**Challenge 1:**
Translate this sentence from the blog post about the children's night with their dad into Spanish: "When I asked the same question of the four-year-old, he had a different answer."
**Challenge 2:**
In the blog post about the children's night with their dad, what temperature did the sick child's reading show?
**Challenge 3:**
From the blog post about the children's night with their dad, pull out the passage starting with "I sooooo identify" and going on through "home to them...".

**Excerpt:**
-- Start --

Armed with that information, I took his temperature, which registered at 102 degrees. My heart sunk, knowing full well that when one child falls ill, three more are soon to follow. To cheer myself up, I began asking the smaller children about their night with their dad.

"Did Daddy feed you supper last night?" I asked the youngest.

"No," was her adamant reply, accompanied by vigorous head shaking and a face full of consternation.

When I asked the same question of the four-year-old, he had a different answer.

"Yes," he said brightly. "We had chicken nuggets and teeter totters."

"Were those good teeter totters?" I asked, stifling my laughter over his interpretation of tater tots.

"Yep, those were the best teeter totters ever!" he replied.

Obviously, Daddy is a much better teeter totter cook than Mommy, which means that I must go to town alone more often to afford them the opportunity to sample his cooking again.


Mum-me said...

That's great you got to go out for some 'me' time - we all need it, don't we? I hope the children don't ALL get sick, or at least if they do I hope they all get over it very quickly.

Bush Babe (of Granite Glen) said...

I sooooo identify with this entry... I adore my two (5 and 3) but the little tiny moments of solitude definitely hold an allure. I always think my idea of luxury has changed dramatically since my single days... now, 20 minutes alone with coffee and a good magazine at a coffee shop where no-one knows you, is the height of indulgence. As long as you know you are going home to them...

Bush Babe (of Granite Glen) said...

PS Can you thank your Dad for the sweet comment he left on my blog about dimples (think he was referring to you!!!).

Erin said...

So far I have three sick. . . one to go! I have that sore throat feeling coming on.

Twenty minutes alone in a coffee shop sounds like bliss, but so does morning snuggles with a toddler. It's a toss-up. I'll pass along the message to my dad (if he hasn't already read it here).

-- End --

**Dataset excerpts:**
-- Start --

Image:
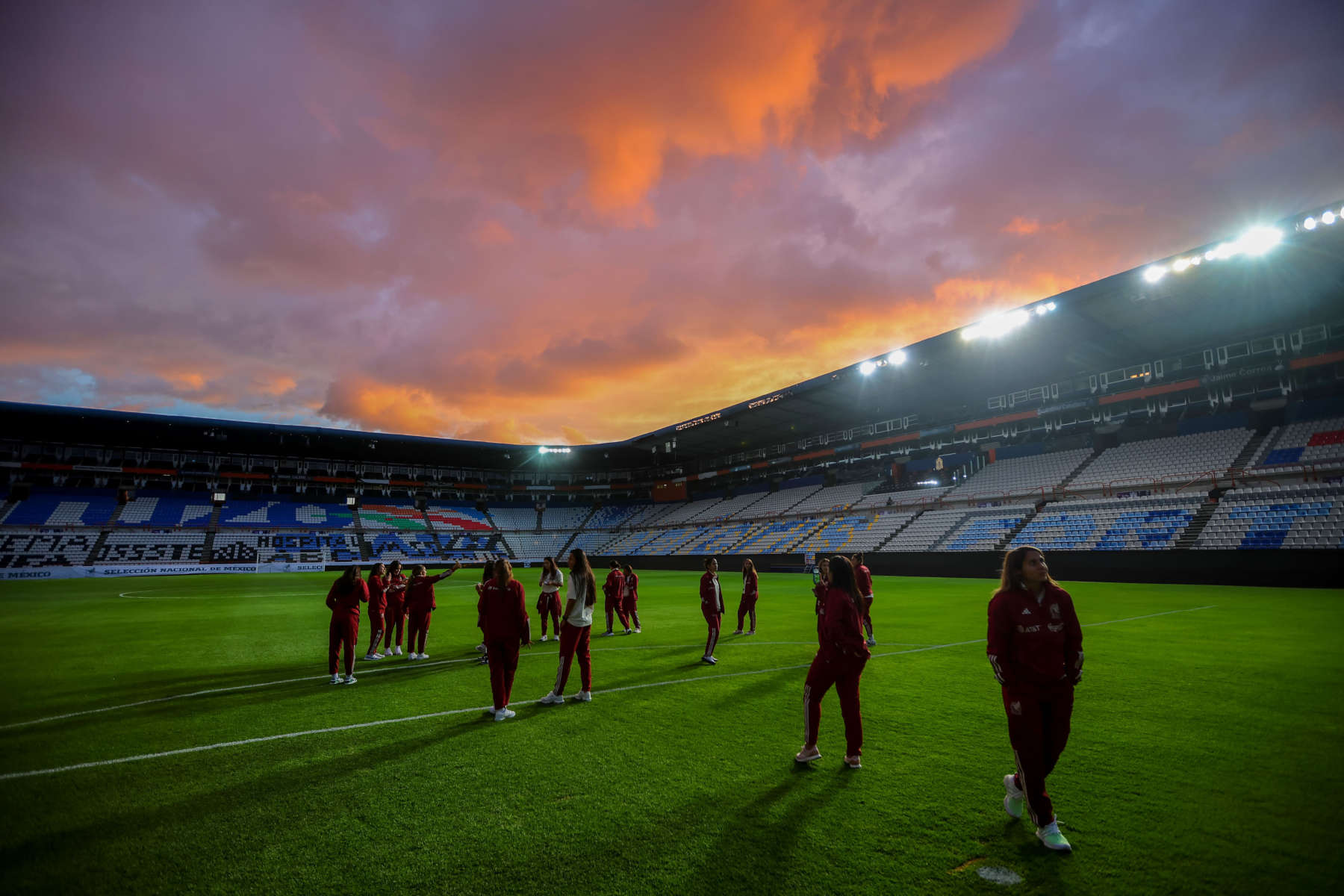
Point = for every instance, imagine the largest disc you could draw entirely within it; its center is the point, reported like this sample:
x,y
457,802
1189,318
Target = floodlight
x,y
1258,240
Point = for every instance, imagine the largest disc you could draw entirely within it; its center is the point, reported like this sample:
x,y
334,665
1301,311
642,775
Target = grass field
x,y
1206,754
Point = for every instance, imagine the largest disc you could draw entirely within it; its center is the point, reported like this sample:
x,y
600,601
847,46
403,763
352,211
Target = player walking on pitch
x,y
376,609
865,581
576,630
841,653
1036,652
549,602
612,588
632,597
746,606
343,600
504,612
394,617
712,606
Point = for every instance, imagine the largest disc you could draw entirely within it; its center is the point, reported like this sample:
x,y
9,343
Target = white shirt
x,y
581,615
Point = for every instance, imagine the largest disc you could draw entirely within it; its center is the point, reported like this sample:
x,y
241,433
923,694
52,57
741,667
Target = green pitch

-- End --

**Full solution 1:**
Cuando le hice la misma pregunta al niño de cuatro años, él tuvo una respuesta diferente.

**Full solution 2:**
102 degrees.

**Full solution 3:**
I sooooo identify with this entry... I adore my two (5 and 3) but the little tiny moments of solitude definitely hold an allure. I always think my idea of luxury has changed dramatically since my single days... now, 20 minutes alone with coffee and a good magazine at a coffee shop where no-one knows you, is the height of indulgence. As long as you know you are going home to them...